**PROVIDED ENTRIES:**
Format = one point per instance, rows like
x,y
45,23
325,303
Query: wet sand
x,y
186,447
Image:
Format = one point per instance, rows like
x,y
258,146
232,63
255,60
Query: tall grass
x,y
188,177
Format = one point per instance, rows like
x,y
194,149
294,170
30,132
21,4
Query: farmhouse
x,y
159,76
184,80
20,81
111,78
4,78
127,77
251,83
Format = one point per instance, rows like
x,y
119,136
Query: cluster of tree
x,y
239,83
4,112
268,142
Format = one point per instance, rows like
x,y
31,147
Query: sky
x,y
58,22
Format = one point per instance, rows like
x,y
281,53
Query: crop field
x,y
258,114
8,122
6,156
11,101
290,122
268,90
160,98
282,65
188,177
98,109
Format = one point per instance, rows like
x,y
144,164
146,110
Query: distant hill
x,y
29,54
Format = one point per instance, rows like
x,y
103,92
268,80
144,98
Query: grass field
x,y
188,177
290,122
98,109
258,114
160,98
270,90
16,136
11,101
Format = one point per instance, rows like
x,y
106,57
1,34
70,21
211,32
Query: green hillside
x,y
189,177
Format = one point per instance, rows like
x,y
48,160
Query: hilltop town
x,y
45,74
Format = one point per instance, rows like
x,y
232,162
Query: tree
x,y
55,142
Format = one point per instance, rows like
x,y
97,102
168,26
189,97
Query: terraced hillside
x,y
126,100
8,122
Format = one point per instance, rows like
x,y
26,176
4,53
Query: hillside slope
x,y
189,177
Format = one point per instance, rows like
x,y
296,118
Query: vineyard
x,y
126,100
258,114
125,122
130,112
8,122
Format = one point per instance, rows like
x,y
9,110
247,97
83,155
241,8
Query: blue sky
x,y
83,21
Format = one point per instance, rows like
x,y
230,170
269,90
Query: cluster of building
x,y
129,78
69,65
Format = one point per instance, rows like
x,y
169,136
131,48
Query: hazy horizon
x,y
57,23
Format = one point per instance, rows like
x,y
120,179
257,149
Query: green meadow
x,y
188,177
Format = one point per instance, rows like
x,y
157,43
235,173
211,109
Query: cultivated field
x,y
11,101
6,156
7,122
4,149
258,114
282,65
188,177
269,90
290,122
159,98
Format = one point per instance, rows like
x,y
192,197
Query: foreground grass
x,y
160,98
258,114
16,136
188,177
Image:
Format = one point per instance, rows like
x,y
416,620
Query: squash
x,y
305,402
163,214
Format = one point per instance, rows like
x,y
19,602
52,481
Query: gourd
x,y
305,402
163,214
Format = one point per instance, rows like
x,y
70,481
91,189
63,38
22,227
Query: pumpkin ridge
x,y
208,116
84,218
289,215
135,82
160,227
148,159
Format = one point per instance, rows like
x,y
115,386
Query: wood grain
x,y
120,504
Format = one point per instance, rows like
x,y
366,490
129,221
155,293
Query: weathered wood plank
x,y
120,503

**YOUR GOAL:**
Each record above should be reproduced in full, exactly as it stands.

**ANSWER SPACE:**
Format = one point per instance, rows like
x,y
45,23
325,303
Query: wet sand
x,y
186,447
Image:
Format = one point per instance, rows like
x,y
258,146
232,63
255,60
Query: tall grass
x,y
188,177
Format = one point per instance, rows like
x,y
194,149
294,170
30,132
21,4
Query: farmhouse
x,y
159,76
184,80
20,81
111,78
4,78
127,77
251,83
Format = one point per instance, rows like
x,y
119,136
Query: cluster of tree
x,y
239,83
4,112
268,142
Format = one point per instance, rows like
x,y
31,147
Query: sky
x,y
58,22
Format = one point per instance, rows like
x,y
281,53
Query: crop field
x,y
258,114
8,122
6,156
11,101
290,122
268,90
160,98
282,65
188,177
98,109
Format = one point per instance, rows like
x,y
144,164
146,110
Query: distant hill
x,y
29,54
Format = one point per instance, rows like
x,y
103,92
268,80
144,98
Query: grass field
x,y
188,177
290,122
98,109
258,114
160,98
270,90
16,136
11,101
Format = one point per instance, rows like
x,y
106,57
1,34
70,21
211,32
Query: green hillside
x,y
189,177
Format = one point per instance, rows like
x,y
48,160
Query: hilltop town
x,y
45,74
Format = one point per instance, rows like
x,y
232,162
Query: tree
x,y
55,142
Format = one point per instance, rows like
x,y
97,102
168,26
189,97
Query: terraced hillside
x,y
126,100
8,122
Format = one point per instance, rows like
x,y
26,176
4,53
Query: hillside slope
x,y
189,177
Format = one point per instance, rows like
x,y
296,118
Query: vineyard
x,y
126,100
258,114
125,122
130,112
8,122
Format = one point per instance, rows like
x,y
9,110
247,97
83,155
241,8
Query: blue sky
x,y
83,21
Format = one point per instance, rows like
x,y
230,170
269,90
Query: cluster of building
x,y
129,78
69,65
Format = one point per instance, rows like
x,y
169,136
131,48
Query: hazy horizon
x,y
57,23
Format = one point per instance, rows like
x,y
120,179
257,149
Query: green meadow
x,y
188,177
Format = one point per instance, rows like
x,y
157,43
235,173
211,109
Query: cultivated field
x,y
11,101
6,156
7,122
4,149
258,114
282,65
188,177
269,90
290,122
159,98
Format = one point per instance, rows like
x,y
192,197
Query: foreground grass
x,y
160,98
258,114
16,136
188,177
Image:
Format = one point per instance, rows like
x,y
416,620
Query: squash
x,y
305,402
163,214
Format = one point per instance, rows like
x,y
19,602
52,481
Query: gourd
x,y
305,402
163,214
Format = one point per instance, rows like
x,y
70,481
91,189
63,38
22,227
Query: pumpkin ridge
x,y
208,116
84,218
289,215
135,82
160,227
148,159
Format = one point per instance, rows like
x,y
115,386
Query: wood grain
x,y
120,504
Format = one point per instance, rows like
x,y
366,490
129,221
155,293
Query: weathered wood plank
x,y
120,503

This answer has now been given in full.